- _SET PROBLEM_: Copy the listing from its start through the line containing "256 44 L 159", swapping "layout" for "format" and changing nothing else. Leave the pictures out.

- _EXTRACTED ENTRIES_:
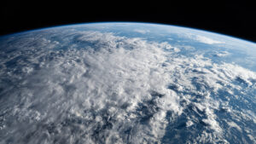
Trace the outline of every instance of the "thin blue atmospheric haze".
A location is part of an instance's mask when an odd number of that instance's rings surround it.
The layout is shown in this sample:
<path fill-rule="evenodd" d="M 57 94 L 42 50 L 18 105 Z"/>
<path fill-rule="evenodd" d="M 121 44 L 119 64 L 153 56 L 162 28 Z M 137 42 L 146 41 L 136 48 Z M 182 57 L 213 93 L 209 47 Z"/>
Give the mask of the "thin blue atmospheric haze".
<path fill-rule="evenodd" d="M 256 44 L 159 24 L 0 37 L 0 143 L 256 143 Z"/>

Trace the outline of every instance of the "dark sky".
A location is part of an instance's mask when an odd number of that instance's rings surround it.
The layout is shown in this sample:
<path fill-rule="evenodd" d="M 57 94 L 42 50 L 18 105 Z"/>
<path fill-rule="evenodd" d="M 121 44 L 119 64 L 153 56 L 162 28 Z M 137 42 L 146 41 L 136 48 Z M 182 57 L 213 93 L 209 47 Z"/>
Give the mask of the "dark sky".
<path fill-rule="evenodd" d="M 253 2 L 6 1 L 0 3 L 0 35 L 74 23 L 140 21 L 204 29 L 256 42 Z"/>

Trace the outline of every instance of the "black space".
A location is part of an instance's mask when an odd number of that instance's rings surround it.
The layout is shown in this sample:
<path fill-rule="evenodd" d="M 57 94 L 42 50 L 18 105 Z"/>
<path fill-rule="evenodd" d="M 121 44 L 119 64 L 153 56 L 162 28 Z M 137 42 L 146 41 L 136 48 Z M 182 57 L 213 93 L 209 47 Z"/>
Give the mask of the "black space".
<path fill-rule="evenodd" d="M 204 29 L 256 42 L 253 2 L 1 2 L 0 35 L 74 23 L 139 21 Z"/>

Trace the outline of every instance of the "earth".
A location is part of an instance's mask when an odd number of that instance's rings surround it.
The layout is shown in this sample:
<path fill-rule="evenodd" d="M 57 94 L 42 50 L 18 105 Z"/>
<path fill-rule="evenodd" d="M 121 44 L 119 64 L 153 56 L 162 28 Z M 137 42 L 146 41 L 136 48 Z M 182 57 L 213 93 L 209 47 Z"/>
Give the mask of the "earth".
<path fill-rule="evenodd" d="M 256 143 L 256 44 L 147 23 L 0 37 L 0 143 Z"/>

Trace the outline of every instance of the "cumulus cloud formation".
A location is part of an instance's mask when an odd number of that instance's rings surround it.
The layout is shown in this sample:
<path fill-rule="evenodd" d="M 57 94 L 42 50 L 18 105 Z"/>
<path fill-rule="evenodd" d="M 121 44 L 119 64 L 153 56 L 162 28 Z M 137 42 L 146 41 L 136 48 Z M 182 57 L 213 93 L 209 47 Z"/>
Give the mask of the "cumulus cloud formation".
<path fill-rule="evenodd" d="M 228 99 L 251 94 L 255 72 L 166 42 L 63 32 L 1 50 L 1 143 L 228 143 L 240 123 L 250 137 L 252 117 Z"/>

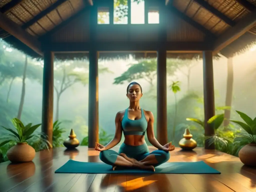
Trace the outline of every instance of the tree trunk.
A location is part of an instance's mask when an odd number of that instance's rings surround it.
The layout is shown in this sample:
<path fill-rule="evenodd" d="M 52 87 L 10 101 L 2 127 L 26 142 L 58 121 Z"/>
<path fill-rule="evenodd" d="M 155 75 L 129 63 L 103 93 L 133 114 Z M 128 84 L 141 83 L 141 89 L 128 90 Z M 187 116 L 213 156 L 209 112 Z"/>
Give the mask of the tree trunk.
<path fill-rule="evenodd" d="M 174 118 L 173 120 L 173 140 L 174 141 L 175 137 L 175 128 L 176 127 L 176 118 L 177 118 L 177 98 L 176 93 L 174 93 L 174 98 L 175 100 L 175 113 Z"/>
<path fill-rule="evenodd" d="M 14 78 L 12 79 L 12 81 L 10 83 L 10 84 L 9 85 L 9 90 L 8 90 L 8 93 L 7 93 L 7 98 L 6 99 L 6 102 L 7 103 L 8 102 L 9 97 L 10 96 L 10 92 L 11 91 L 11 89 L 12 89 L 12 86 L 13 85 L 13 81 L 14 81 L 15 78 Z"/>
<path fill-rule="evenodd" d="M 57 93 L 57 105 L 56 106 L 56 113 L 55 115 L 55 121 L 59 120 L 59 107 L 60 99 L 60 94 Z"/>
<path fill-rule="evenodd" d="M 225 106 L 229 106 L 230 108 L 232 103 L 233 80 L 234 73 L 232 58 L 232 57 L 230 57 L 228 59 L 228 78 Z M 225 119 L 224 120 L 223 124 L 224 126 L 227 126 L 229 123 L 230 112 L 230 110 L 226 109 L 225 110 L 224 116 Z"/>
<path fill-rule="evenodd" d="M 188 83 L 188 93 L 189 91 L 189 88 L 190 87 L 190 68 L 189 68 L 188 69 L 188 74 L 187 76 Z"/>
<path fill-rule="evenodd" d="M 24 67 L 24 70 L 23 72 L 23 78 L 22 79 L 22 89 L 21 92 L 21 97 L 20 98 L 20 102 L 19 103 L 19 111 L 17 115 L 17 118 L 20 119 L 21 118 L 21 114 L 22 112 L 23 105 L 24 104 L 24 99 L 25 99 L 25 89 L 26 84 L 25 80 L 26 79 L 26 73 L 27 72 L 27 68 L 28 66 L 28 57 L 26 56 L 25 61 L 25 66 Z"/>

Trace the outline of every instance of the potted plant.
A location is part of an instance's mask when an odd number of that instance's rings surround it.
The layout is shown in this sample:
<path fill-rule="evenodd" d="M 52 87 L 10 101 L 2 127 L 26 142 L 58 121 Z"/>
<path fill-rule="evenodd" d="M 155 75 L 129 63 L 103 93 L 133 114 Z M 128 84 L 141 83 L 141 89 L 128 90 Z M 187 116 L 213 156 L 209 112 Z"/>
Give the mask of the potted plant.
<path fill-rule="evenodd" d="M 256 118 L 253 120 L 245 114 L 236 111 L 245 123 L 238 121 L 230 121 L 238 125 L 247 132 L 239 134 L 234 140 L 244 146 L 239 151 L 238 156 L 244 165 L 256 166 Z"/>
<path fill-rule="evenodd" d="M 36 152 L 33 147 L 28 144 L 31 140 L 37 137 L 42 143 L 50 147 L 51 144 L 44 138 L 43 134 L 39 133 L 32 134 L 41 124 L 32 126 L 32 123 L 29 123 L 25 126 L 19 120 L 14 118 L 12 120 L 15 129 L 13 129 L 1 126 L 8 131 L 10 134 L 5 134 L 3 139 L 4 140 L 0 143 L 0 147 L 11 141 L 14 142 L 16 144 L 11 147 L 7 151 L 7 156 L 12 162 L 18 163 L 31 161 L 35 157 Z"/>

- _WORKED ANSWER_:
Trace the outline of every instance of the "thin blue atmospheric haze".
A location is part of an instance's mask when an odd number of that instance's rings surround it.
The format is shown in this sample:
<path fill-rule="evenodd" d="M 57 94 L 42 50 L 18 105 Z"/>
<path fill-rule="evenodd" d="M 121 44 L 119 64 L 153 56 L 162 28 Z M 137 42 L 146 41 L 136 48 Z M 182 57 L 213 93 L 209 47 Z"/>
Give the mask of the "thin blue atmospheric haze".
<path fill-rule="evenodd" d="M 256 44 L 159 24 L 0 37 L 0 143 L 256 143 Z"/>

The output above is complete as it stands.